**EXERCISE INSTRUCTIONS**
Print every line of the material below exactly as it stands, but omit the pictures.
--- RECORDS FOR THIS EXERCISE ---
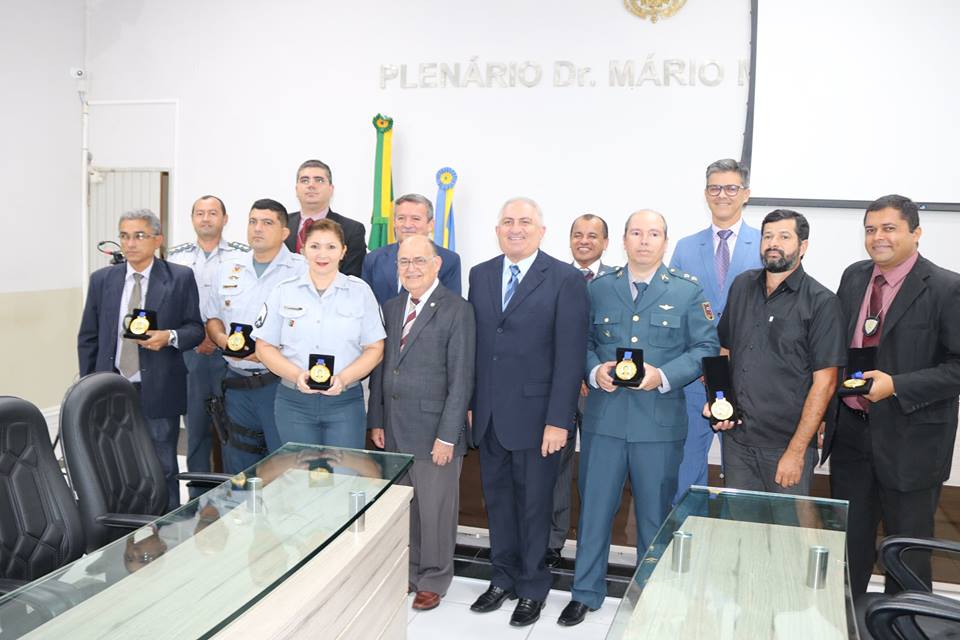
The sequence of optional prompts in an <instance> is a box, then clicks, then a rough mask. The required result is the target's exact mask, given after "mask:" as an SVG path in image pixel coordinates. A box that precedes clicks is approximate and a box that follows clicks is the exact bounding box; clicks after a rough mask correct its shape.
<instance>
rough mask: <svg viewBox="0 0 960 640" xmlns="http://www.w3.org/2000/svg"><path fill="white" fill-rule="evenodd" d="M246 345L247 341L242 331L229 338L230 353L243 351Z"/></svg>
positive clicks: (230, 334) (232, 335)
mask: <svg viewBox="0 0 960 640" xmlns="http://www.w3.org/2000/svg"><path fill="white" fill-rule="evenodd" d="M246 345H247V339H246V338H244V337H243V333H241V332H240V331H235V332H233V333H231V334H230V337H229V338H227V347H228V348H229V349H230V351H243V348H244V347H245V346H246Z"/></svg>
---
**RESPONSE TO THE TASK**
The sequence of optional prompts in an <instance> is a box, then clicks, then a rough mask. The required result is the target's exact mask, given after "mask:" as an SVG path in image pixel coordinates. A box that precedes clicks is approximate and a box that follows clicks is the exact bounding box; clicks after a rough mask correct its shape.
<instance>
rough mask: <svg viewBox="0 0 960 640" xmlns="http://www.w3.org/2000/svg"><path fill="white" fill-rule="evenodd" d="M246 345L247 341L242 331L229 338L230 353L243 351Z"/></svg>
positive clicks: (230, 334) (232, 335)
mask: <svg viewBox="0 0 960 640" xmlns="http://www.w3.org/2000/svg"><path fill="white" fill-rule="evenodd" d="M246 345H247V339H246V338H244V337H243V333H241V332H240V331H235V332H233V333H231V334H230V337H229V338H227V347H228V348H229V349H230V351H243V348H244V347H245V346H246Z"/></svg>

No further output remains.